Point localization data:
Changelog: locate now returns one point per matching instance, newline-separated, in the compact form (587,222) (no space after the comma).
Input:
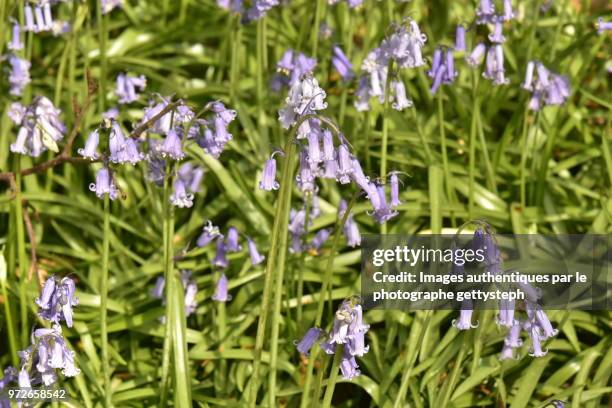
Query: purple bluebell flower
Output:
(220,259)
(256,257)
(506,313)
(158,290)
(104,184)
(394,184)
(310,338)
(209,234)
(221,294)
(268,181)
(91,146)
(15,44)
(476,56)
(603,26)
(342,64)
(494,67)
(319,239)
(127,85)
(497,35)
(351,230)
(465,316)
(400,100)
(231,242)
(110,5)
(180,197)
(485,13)
(191,290)
(460,38)
(508,11)
(19,76)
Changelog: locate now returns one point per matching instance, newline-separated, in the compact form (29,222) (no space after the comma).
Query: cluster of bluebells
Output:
(442,68)
(189,285)
(536,324)
(39,18)
(49,350)
(257,10)
(292,66)
(402,47)
(40,127)
(348,332)
(223,246)
(546,87)
(175,127)
(320,156)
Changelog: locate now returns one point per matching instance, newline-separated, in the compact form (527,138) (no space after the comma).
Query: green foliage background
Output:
(194,50)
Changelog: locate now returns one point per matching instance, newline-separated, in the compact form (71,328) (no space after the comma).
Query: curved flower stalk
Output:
(40,127)
(546,87)
(403,48)
(536,323)
(348,330)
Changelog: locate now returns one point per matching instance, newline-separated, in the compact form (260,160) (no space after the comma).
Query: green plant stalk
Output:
(385,133)
(447,175)
(284,194)
(319,10)
(167,350)
(102,39)
(428,155)
(22,267)
(333,377)
(104,302)
(278,287)
(419,330)
(472,147)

Try it » Each record above should come back exactly the same, only without its pictures.

Written reply »
Changelog: locate now returns one point per matching instance, newline-separated, in the compact form (587,222) (no space after the comma).
Input:
Query: purple bluebell flower
Output:
(220,259)
(256,257)
(506,313)
(158,290)
(104,184)
(394,184)
(310,338)
(209,234)
(221,294)
(268,181)
(91,146)
(15,44)
(476,56)
(603,26)
(342,64)
(494,67)
(319,239)
(127,85)
(497,35)
(351,230)
(465,316)
(400,100)
(231,242)
(110,5)
(180,197)
(485,13)
(191,290)
(460,38)
(508,11)
(19,76)
Changelog: locate now returns one point per matching instance, newline-separated, in the compact form (29,222) (no space after the comma).
Query: cluster of bluebells
Output:
(442,68)
(189,285)
(536,324)
(39,18)
(49,350)
(257,10)
(292,66)
(402,47)
(40,127)
(348,332)
(223,246)
(546,87)
(175,127)
(320,156)
Changelog: locate now returns one point per matching instance, newline-separated, in the compact form (527,138) (no space after the comma).
Query: green foliage background
Output:
(194,50)
Changelog: locate now returns one point per matching instance, newline-separated, in the compact form (71,328) (no space after the comma).
Query: curved flower stalk
Output:
(40,127)
(546,87)
(403,48)
(536,323)
(348,330)
Changelog: locate now returns one point per matching instance, newline-separated, in the compact form (260,160) (no space after the comma).
Query: green plant stalk
Output:
(385,133)
(447,175)
(284,194)
(319,10)
(167,350)
(102,39)
(428,155)
(22,267)
(333,377)
(104,302)
(278,287)
(419,330)
(472,147)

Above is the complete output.